> **PAGE EXTRACT**:
——————————

Also, the cathode active material layer may contain just the above described coated sulfide solid electrolyte as the electrolyte. Meanwhile, the cathode active material layer may contain an electrolyte (additional electrolyte) other than the above described coated sulfide solid electrolyte as the electrolyte. Examples of the additional electrolyte may include an inorganic solid electrolyte such as an oxide solid electrolyte and a halide solid electrolyte. The oxide solid electrolyte preferably contains oxygen (O) as a main component of the anion element. The halide solid electrolyte preferably contains halogen as a main component of the anion. Also, the cathode active material layer may contain the sulfide solid electrolyte (sulfide solid electrolyte not including the coating layer) as the additional electrolyte.

——————————

> **DATASET ENTRIES**:
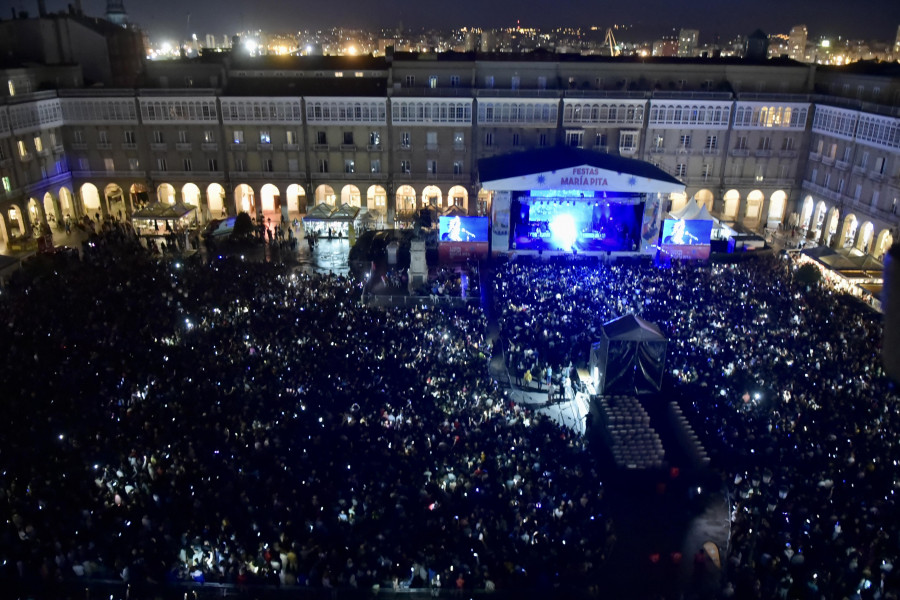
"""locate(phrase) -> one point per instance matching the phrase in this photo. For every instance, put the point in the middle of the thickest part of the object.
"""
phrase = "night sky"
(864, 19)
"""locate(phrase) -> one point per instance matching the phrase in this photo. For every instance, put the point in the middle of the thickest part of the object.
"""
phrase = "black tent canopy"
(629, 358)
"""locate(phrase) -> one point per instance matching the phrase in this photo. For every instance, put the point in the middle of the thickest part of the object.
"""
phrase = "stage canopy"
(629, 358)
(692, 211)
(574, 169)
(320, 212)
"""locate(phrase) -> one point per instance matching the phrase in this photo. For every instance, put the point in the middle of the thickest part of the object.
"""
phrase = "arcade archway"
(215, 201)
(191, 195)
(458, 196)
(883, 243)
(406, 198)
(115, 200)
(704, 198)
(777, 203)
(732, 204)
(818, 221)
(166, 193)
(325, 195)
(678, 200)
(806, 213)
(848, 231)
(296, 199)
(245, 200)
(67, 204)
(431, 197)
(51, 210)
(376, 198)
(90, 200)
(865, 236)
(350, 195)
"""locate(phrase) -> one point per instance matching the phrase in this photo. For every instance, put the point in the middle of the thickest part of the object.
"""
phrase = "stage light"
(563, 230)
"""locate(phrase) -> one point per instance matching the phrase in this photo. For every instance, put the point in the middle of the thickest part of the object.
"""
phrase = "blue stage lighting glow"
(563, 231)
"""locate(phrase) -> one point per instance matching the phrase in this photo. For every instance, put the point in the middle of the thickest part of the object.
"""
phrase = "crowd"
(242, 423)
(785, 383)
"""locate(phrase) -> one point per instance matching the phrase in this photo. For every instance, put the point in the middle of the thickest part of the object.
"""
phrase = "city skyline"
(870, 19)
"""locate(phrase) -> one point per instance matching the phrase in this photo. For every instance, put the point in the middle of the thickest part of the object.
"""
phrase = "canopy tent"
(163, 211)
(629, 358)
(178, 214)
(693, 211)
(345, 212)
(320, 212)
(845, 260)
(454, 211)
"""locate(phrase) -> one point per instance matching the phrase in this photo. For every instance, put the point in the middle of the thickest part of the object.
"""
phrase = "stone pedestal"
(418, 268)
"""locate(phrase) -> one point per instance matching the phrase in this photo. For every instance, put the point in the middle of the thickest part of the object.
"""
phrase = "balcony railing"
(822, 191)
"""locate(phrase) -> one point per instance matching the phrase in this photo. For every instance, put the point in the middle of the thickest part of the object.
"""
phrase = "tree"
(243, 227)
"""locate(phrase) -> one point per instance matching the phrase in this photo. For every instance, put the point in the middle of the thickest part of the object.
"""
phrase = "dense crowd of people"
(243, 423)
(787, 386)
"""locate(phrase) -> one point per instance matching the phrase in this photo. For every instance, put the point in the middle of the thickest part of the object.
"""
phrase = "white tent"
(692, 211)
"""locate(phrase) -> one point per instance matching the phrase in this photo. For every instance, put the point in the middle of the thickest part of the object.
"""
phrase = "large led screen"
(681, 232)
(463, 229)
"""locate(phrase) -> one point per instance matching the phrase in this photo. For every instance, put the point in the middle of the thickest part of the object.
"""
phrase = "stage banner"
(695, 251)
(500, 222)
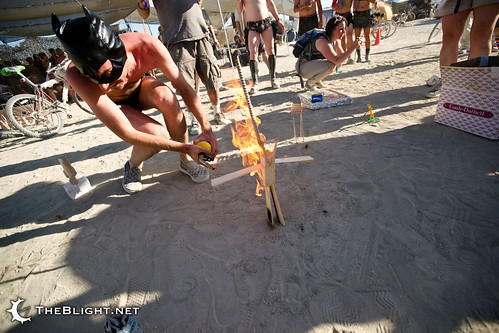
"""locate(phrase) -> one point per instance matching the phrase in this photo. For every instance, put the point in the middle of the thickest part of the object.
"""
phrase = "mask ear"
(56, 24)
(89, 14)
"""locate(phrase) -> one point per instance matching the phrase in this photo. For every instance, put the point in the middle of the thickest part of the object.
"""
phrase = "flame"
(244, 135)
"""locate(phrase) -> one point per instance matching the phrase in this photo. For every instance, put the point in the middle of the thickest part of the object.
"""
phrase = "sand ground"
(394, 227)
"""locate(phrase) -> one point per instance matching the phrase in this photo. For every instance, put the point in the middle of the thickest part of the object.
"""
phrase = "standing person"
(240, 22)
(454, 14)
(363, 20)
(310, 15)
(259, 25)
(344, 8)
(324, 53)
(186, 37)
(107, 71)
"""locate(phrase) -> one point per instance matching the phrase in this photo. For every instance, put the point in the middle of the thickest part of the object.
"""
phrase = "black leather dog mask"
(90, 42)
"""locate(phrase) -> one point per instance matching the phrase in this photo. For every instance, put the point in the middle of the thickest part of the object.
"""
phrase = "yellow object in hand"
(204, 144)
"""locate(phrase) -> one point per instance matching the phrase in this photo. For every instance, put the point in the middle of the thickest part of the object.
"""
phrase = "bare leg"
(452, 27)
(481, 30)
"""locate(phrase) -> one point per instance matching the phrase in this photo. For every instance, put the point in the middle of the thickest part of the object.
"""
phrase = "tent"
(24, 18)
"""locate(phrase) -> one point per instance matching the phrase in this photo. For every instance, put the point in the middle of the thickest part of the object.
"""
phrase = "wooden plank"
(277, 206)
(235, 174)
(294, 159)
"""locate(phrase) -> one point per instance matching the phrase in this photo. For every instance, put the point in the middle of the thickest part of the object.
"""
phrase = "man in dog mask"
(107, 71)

——————————

> **SET EXERCISE 1**:
In the passage on the cathode active material layer, what does the oxide solid electrolyte preferably contain as the main component of its anion element?
> **SET EXERCISE 2**:
Using the passage on the cathode active material layer, explain in one to three sentences what "additional electrolyte" means and which kinds the passage names.
> **SET EXERCISE 3**:
Write the next part of the passage on the cathode active material layer, starting after its final sentence.

> **TASK OUTPUT 1**:
Oxygen (O).

> **TASK OUTPUT 2**:
An additional electrolyte is any electrolyte in the cathode active material layer other than the coated sulfide solid electrolyte. The passage names inorganic solid electrolytes such as oxide and halide solid electrolytes. It also names the sulfide solid electrolyte without the coating layer.

> **TASK OUTPUT 3**:
When the cathode active material layer contains the electrolyte other than the above described coated sulfide solid electrolyte, the proportion of the coated sulfide solid electrolyte with respect to all the electrolytes is, for example, 50 mass % or more, may be 70 mass % or more, and may be 90 mass % or more. Meanwhile, the proportion of the coated sulfide solid electrolyte with respect to all the electrolytes is, for example, 99 mass % or less, and may be 95 mass % or less.
The thickness of the cathode active material layer is not particularly limited, but for example, it is 0.1 μm or more and 1000 μm or less.
The anode active material layer in the present disclosure contains at least an anode active material. Also, the anode active material layer contains the above described coated sulfide solid electrolyte as the electrolyte. The coated sulfide solid electrolyte is in the same contents as those described in “1. Coated sulfide solid electrolyte”; thus, the description herein is omitted.
Examples of the anode active material may include a Si-based active material, a carbon-based active material, and a Li-based active material. The Si-based active material is an active material containing a Si element.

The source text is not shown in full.